WORK REQUEST: Would you restate the entries below exactly, keeping every line?

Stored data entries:

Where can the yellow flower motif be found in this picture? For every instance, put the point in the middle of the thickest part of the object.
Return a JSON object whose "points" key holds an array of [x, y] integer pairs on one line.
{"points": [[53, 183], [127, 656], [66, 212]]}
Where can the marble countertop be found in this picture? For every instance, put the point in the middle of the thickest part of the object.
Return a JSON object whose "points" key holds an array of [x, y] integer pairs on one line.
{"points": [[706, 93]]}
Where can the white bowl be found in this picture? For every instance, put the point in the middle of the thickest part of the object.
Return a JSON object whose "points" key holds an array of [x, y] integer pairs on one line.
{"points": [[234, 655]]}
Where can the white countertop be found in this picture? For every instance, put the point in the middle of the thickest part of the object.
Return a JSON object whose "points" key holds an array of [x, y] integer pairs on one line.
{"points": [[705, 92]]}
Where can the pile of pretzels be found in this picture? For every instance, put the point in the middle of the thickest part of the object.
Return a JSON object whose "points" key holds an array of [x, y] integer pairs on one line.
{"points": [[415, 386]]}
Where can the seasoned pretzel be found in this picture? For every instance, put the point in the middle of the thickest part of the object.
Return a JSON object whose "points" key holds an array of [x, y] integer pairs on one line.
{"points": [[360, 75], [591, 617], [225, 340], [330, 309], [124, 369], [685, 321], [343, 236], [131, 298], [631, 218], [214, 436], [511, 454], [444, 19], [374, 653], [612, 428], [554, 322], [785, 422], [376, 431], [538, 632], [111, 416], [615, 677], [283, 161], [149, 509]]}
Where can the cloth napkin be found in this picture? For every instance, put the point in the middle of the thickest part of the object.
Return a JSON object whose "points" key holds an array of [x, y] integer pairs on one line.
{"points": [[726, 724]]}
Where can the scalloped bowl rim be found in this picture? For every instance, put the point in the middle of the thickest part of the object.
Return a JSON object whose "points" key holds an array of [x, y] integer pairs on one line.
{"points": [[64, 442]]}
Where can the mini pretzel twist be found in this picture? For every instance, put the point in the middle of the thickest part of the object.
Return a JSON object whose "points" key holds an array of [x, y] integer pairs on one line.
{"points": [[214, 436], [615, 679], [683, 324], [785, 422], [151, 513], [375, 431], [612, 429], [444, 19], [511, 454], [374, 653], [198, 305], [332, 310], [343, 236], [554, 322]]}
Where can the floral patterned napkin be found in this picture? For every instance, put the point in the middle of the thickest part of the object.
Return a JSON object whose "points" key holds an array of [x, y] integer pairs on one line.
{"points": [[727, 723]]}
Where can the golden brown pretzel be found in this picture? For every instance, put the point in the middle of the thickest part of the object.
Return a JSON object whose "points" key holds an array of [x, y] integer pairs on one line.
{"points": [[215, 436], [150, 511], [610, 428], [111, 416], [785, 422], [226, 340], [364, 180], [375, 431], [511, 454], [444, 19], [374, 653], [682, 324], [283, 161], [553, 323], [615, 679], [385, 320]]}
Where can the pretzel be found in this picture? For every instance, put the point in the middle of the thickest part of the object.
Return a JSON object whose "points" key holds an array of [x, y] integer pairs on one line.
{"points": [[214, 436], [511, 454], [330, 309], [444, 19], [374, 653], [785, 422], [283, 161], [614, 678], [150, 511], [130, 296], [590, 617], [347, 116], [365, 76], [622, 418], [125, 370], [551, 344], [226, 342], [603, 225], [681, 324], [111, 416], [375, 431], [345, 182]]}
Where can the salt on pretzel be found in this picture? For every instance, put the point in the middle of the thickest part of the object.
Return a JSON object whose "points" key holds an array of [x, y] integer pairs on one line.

SOLUTION:
Where can the yellow flower motif be found in this picture? For every instance, put the point in the middle of the thickest part of the object.
Return a JSON object whose "points" key holds an array of [x, y] integer pairs on one line.
{"points": [[53, 183], [127, 656], [66, 212]]}
Where can the marble countertop be found in this picture? For every instance, put the point in the middle of the thickest part of the object.
Return a JSON object whose "points" key holds an array of [x, y] integer pairs on one line.
{"points": [[706, 93]]}
Where can the white bowl be found in this picture? For every instance, put the point in the middle of the thickest part of the object.
Return a JSON object whose "points" key holds an array of [x, y] integer pairs on one line.
{"points": [[234, 655]]}
Where can the white countertop be found in this picture? For every instance, put the point in the middle of the thickest part of the object.
Return a JSON object whose "points" key holds an array of [x, y] integer pairs on one line.
{"points": [[705, 92]]}
Where can the pile of pretzels be found in this picture? For every instance, put the point in the middle of the thickest part of the object.
Return a JSON object whose "points" key holds an array of [x, y] integer pairs on one line.
{"points": [[415, 386]]}
Where can the seasoned pretzel be found in this picture? For every instance, put the point in the middle of the thickest part of the object.
Return a JSON object whose "points" key holds an array of [x, y] integer pairs on one line.
{"points": [[360, 75], [591, 617], [225, 340], [330, 309], [124, 369], [685, 321], [343, 236], [131, 298], [631, 218], [214, 436], [511, 454], [444, 19], [374, 653], [612, 428], [554, 322], [785, 422], [376, 431], [538, 632], [111, 416], [615, 677], [283, 161], [149, 509]]}
Where can the cloth napkin be found in this picture? For every instance, put the point in the middle of the thickest part of the object.
Return a JSON object whose "points" key holds an array of [x, y] integer pairs on one line.
{"points": [[726, 724]]}
Where can the scalloped bowl rim be found in this picture? For every instance, put the point in the middle of the thickest part of the object.
Return a JSON object whose "points" key holds an array of [x, y] integer pairs on one line.
{"points": [[64, 442]]}
Where can the mini pretzel twist be found in this picture? For every instance, put the point in the middle of the thickest part of the object.
Return a JSON object whose "points" key holds an array of [x, y] integer pairs on one line.
{"points": [[214, 436], [615, 679], [683, 324], [785, 422], [151, 513], [375, 431], [612, 429], [444, 19], [511, 454], [374, 653], [198, 305], [332, 310], [343, 236], [554, 322]]}
Where can the floral patterned napkin be found in this picture? For every instance, put the point in the middle of the thickest part of the object.
Return a JSON object whose "points" key holds an array of [x, y] integer pairs on one line.
{"points": [[727, 723]]}
Where can the golden brown pretzel be found in this picture? For every instance, put the point in the middle of the thickest part of the object.
Return a JSON object whose "points" key holds an array of [x, y] integer pairs on one line.
{"points": [[215, 436], [150, 511], [610, 428], [111, 416], [785, 422], [226, 340], [364, 180], [375, 431], [511, 454], [444, 19], [374, 653], [682, 324], [283, 161], [553, 323], [615, 679], [385, 320]]}
Where can the pretzel be found in this picture? For every instance, put the point in the middle of the thickest part of the object.
Return a JSON object whose "points" key holds an array of [x, y] integer pairs on one line.
{"points": [[214, 436], [511, 454], [330, 309], [444, 19], [374, 653], [785, 422], [283, 161], [614, 678], [150, 511], [130, 296], [590, 617], [347, 116], [365, 76], [622, 418], [125, 370], [551, 344], [226, 342], [603, 225], [681, 324], [111, 416], [375, 431], [345, 182]]}
Where can the salt on pretzel be found in this picture? For every instance, put the point in the middle of the thickest part of the object.
Return a JSON object whose "points" key holds an array of [x, y] integer pairs on one line.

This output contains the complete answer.